**Document**
** Begin **
# Android Stock Recovery mode SD Card Permission Denied!



## FriedPC (Jun 28, 2009)

Is there anyway to fix this issue? When I try to update via Update from External it just says permission denied everytime. I think this is about my last and only option to attempt to recover my device, but yet again the sd card is proving to be useless to me. I have tried formatting the sd in everyway I can, turn off quick format, tried using sd card formatting tools for windows, tried ext4 file system instead of fat32, tried ntfs, tried just about everything. The computer will not let me install a proper driver for my tablet to try to use adb, it detects the device and installs a generic MTP device driver, in the device list on the pc it even lists the device by the model number QTAQZ3, however no drive letter is produced in the drives for the computer and the adb driver installation wont detect the device, I cant force install the naked drivers to it because windows says "the correct drivers are installed".
** End **
**Exercise task 1**
List every file system named in the forum post.
**Exercise task 2**
Answer these from the forum post, marking each answer with the same letter:
(a) Which recovery option produces the permission error?
(b) What model number does the PC's device list show?
(c) What driver does the computer install when it detects the tablet?
**Exercise task 3**
Extend the forum post about the recovery-mode SD card error, picking up right after its final sentence.

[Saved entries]
** Begin **
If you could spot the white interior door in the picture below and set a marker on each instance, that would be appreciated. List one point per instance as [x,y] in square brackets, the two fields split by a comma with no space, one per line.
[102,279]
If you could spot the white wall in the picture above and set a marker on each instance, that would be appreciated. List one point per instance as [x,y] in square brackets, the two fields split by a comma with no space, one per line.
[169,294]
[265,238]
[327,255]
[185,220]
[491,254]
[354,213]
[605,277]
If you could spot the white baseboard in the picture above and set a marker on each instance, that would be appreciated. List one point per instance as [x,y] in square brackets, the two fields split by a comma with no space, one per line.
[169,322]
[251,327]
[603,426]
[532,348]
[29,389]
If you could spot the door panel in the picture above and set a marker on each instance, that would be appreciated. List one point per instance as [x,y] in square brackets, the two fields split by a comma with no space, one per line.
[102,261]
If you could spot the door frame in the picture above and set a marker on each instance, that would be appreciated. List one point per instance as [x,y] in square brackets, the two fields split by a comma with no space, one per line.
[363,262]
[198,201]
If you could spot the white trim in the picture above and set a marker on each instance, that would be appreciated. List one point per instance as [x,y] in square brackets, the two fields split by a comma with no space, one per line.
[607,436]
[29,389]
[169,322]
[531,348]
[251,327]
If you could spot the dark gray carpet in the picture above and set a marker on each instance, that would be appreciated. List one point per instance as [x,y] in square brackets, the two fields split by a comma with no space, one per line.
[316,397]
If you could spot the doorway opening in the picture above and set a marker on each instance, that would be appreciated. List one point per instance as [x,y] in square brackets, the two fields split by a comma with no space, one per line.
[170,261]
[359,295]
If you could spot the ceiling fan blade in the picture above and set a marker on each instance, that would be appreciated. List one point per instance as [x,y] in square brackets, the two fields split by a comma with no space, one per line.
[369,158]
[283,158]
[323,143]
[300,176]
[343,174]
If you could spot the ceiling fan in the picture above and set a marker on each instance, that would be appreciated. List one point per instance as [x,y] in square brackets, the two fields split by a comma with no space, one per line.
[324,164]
** End **
**Final answer 1**
ext4, fat32, ntfs

**Final answer 2**
(a) Update from External
(b) QTAQZ3
(c) A generic MTP device driver

**Final answer 3**
Somebody please explain this if you can?


----------



## FriedPC (Jun 28, 2009)

Help?


----------



## joeten (Dec 4, 2008)

We cannot help with no info on what device your talking about IE make and model possibly then someone might have something to suggest.


----------



## ebackhus (Apr 21, 2005)

Verizon Ellipses 8.

Did you buy this new or used? Typically you can do an OTA (via wifi) update, did that not work?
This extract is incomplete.